[caption caption="Tanduk Setan"]
[/caption]
Sebuah wawasan kelompok interpretasi terhadap hadits hadits “tanduk Setan” mencuat lagi dalam bentuk interpretasi local keagamaan yang bersenyawa dengan adat istiadat setempat, mencoba menghakimi para Ulama Muqaddimin, dan lebih pada rasionalisme mazhab ta’asubiyah, menjadi lebih senang menggonceng pendapat kelompoknya yang membius mereka. Sudah tidak ada lagi toleransi, untuk memahami argumentasi lawan, melainkan kata merasa “ ana alhaq” dominan menguasai refrensi cara berpikir mereka.
Salah satu tema yang mencuat membakar mayoritas dan merasa terpanggil memenggal pendapat yang berbeda, adalah tema “tanduk setan”. Hadits yang indoktrinisasi berdasarkan kelompok puritan kampung menjadi acuan sumbang dalam memenjarakan pikiran orang lain. Sudah tidak ada lagi cela atau ventalasi bernafas, semua ruang gelap dan tanpa ruang menghirup udara dengan sebuah tekad menebarkan rasa alergi terhadap wahabi, yang di eksploitasi sebagai wabah yang membahayakan kelompoknya.

==*==

* Tugas Latihan
- 1) Menurut teks tentang tanduk setan, mengapa hadits itu menjadi acuan sumbang dalam memenjarakan pikiran orang lain? Jawab dalam satu sampai tiga kalimat.
- 2) Jawab pertanyaan berikut berdasarkan teks tentang tanduk setan.
(a) Dengan apa interpretasi lokal keagamaan itu bersenyawa?
(b) Kata apa yang dominan menguasai referensi cara berpikir mereka?
(c) Terhadap siapa rasa alergi hendak ditebarkan?
- 3) Kembalikan bagian teks tentang tanduk setan tanpa perubahan, dari "Salah satu tema" sampai "yang membahayakan kelompoknya.".
Item-item data tidak berhubungan dengan teks tentang tanduk setan.

Data tersimpan:
==*==

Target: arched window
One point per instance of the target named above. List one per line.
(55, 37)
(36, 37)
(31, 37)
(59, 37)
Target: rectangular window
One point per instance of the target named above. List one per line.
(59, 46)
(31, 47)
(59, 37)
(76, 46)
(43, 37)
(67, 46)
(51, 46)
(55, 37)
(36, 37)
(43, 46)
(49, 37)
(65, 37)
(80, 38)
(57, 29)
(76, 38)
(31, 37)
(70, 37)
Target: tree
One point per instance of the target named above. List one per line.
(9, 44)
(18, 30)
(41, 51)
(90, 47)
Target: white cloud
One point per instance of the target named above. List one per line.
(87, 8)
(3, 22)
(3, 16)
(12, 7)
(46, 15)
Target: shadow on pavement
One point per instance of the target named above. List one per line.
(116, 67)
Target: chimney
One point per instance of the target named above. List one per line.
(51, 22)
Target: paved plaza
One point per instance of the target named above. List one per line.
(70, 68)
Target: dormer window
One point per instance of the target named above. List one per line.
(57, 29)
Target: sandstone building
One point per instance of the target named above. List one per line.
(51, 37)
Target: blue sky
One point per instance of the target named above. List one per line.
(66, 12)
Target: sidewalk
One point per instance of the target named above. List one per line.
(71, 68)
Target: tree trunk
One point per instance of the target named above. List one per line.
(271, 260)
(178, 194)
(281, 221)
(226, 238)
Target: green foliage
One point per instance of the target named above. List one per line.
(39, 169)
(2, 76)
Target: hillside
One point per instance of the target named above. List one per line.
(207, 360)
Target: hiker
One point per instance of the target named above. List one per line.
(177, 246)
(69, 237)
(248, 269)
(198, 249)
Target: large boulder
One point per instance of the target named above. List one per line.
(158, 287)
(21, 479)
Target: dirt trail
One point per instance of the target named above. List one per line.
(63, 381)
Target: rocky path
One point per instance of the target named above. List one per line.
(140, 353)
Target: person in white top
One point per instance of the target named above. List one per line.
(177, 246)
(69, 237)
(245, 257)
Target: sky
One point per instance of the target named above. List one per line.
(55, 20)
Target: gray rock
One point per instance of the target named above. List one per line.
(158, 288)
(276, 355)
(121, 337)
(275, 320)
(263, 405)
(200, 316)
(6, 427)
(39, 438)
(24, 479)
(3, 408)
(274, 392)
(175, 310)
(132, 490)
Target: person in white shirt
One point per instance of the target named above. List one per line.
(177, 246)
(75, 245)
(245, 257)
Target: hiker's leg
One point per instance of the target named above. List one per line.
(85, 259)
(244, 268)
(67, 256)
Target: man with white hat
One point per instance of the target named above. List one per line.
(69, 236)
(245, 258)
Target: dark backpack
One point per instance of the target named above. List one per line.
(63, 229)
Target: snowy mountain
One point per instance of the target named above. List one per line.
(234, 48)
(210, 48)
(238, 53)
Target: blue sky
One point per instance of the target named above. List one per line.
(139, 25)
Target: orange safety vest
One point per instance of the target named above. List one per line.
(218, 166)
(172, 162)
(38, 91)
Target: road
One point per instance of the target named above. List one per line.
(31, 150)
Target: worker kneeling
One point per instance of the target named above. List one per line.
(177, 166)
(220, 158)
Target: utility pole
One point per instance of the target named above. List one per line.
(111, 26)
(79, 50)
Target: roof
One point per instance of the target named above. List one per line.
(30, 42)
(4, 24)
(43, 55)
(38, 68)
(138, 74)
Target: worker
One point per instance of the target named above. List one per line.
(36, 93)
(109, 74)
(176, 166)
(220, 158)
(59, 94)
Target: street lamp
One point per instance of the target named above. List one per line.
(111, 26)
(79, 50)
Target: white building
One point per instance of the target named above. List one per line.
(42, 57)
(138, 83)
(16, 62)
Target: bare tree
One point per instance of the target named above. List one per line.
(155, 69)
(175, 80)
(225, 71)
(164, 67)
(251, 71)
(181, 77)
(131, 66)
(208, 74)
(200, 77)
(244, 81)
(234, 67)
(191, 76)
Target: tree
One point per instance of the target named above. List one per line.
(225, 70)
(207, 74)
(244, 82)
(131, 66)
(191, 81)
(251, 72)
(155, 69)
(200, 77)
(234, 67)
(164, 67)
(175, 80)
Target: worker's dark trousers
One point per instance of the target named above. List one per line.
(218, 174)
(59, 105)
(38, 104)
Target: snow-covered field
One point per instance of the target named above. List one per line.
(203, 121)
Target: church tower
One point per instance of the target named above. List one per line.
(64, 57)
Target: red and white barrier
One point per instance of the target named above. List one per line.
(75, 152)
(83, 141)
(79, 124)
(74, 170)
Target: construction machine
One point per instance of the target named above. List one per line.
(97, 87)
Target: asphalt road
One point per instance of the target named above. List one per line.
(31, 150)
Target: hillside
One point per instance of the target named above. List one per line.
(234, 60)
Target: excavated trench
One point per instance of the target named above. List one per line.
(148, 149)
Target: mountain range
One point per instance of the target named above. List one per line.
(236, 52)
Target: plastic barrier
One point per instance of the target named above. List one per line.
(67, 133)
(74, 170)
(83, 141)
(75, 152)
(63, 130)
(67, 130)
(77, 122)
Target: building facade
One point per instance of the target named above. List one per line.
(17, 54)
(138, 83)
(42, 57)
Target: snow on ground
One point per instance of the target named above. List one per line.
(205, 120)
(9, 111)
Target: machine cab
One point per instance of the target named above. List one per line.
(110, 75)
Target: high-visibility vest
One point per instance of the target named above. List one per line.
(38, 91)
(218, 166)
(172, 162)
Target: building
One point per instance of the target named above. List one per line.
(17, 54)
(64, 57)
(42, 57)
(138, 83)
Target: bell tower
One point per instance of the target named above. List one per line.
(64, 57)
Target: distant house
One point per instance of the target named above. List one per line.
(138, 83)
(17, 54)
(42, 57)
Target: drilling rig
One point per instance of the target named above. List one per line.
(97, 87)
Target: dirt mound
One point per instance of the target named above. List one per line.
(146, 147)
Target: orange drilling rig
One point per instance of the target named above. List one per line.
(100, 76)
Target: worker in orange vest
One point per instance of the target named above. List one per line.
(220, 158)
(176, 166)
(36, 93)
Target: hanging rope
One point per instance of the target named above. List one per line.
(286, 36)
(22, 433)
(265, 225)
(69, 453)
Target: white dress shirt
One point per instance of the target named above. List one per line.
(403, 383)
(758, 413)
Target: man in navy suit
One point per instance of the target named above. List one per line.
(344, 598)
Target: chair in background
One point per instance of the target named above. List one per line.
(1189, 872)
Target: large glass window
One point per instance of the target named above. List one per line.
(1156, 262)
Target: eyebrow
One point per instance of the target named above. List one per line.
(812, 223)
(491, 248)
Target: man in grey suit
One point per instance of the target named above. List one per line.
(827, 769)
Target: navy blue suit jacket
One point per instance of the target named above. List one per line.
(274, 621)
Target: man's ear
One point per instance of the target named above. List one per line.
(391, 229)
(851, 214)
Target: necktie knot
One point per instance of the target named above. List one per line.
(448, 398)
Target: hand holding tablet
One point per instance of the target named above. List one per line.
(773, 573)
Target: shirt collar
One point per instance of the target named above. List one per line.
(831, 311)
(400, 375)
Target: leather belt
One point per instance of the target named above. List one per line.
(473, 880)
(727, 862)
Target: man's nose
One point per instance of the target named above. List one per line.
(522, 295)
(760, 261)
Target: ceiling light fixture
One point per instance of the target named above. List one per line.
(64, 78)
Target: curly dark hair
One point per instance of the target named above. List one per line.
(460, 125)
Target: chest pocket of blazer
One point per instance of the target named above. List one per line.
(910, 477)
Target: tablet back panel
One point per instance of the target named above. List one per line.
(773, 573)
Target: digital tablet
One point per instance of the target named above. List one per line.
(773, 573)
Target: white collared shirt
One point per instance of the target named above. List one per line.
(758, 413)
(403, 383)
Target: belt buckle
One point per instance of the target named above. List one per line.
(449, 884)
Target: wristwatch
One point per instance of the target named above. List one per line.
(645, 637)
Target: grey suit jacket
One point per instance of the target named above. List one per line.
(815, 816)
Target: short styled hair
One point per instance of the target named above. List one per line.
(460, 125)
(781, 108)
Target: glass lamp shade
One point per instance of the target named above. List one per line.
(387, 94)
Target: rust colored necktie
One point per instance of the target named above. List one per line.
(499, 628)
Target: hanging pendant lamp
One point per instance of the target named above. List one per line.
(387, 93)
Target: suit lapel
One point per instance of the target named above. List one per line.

==*==

* Kunci Jawaban
- 1) Hadits itu menjadi acuan sumbang karena diindoktrinasikan berdasarkan kelompok puritan kampung. Dengan indoktrinasi itu, hadits tersebut dipakai untuk memenjarakan pikiran orang lain.

- 2)
(a) Dengan adat istiadat setempat.
(b) Kata "ana alhaq".
(c) Terhadap wahabi.

- 3)
Salah satu tema yang mencuat membakar mayoritas dan merasa terpanggil memenggal pendapat yang berbeda, adalah tema “tanduk setan”. Hadits yang indoktrinisasi berdasarkan kelompok puritan kampung menjadi acuan sumbang dalam memenjarakan pikiran orang lain. Sudah tidak ada lagi cela atau ventalasi bernafas, semua ruang gelap dan tanpa ruang menghirup udara dengan sebuah tekad menebarkan rasa alergi terhadap wahabi, yang di eksploitasi sebagai wabah yang membahayakan kelompoknya.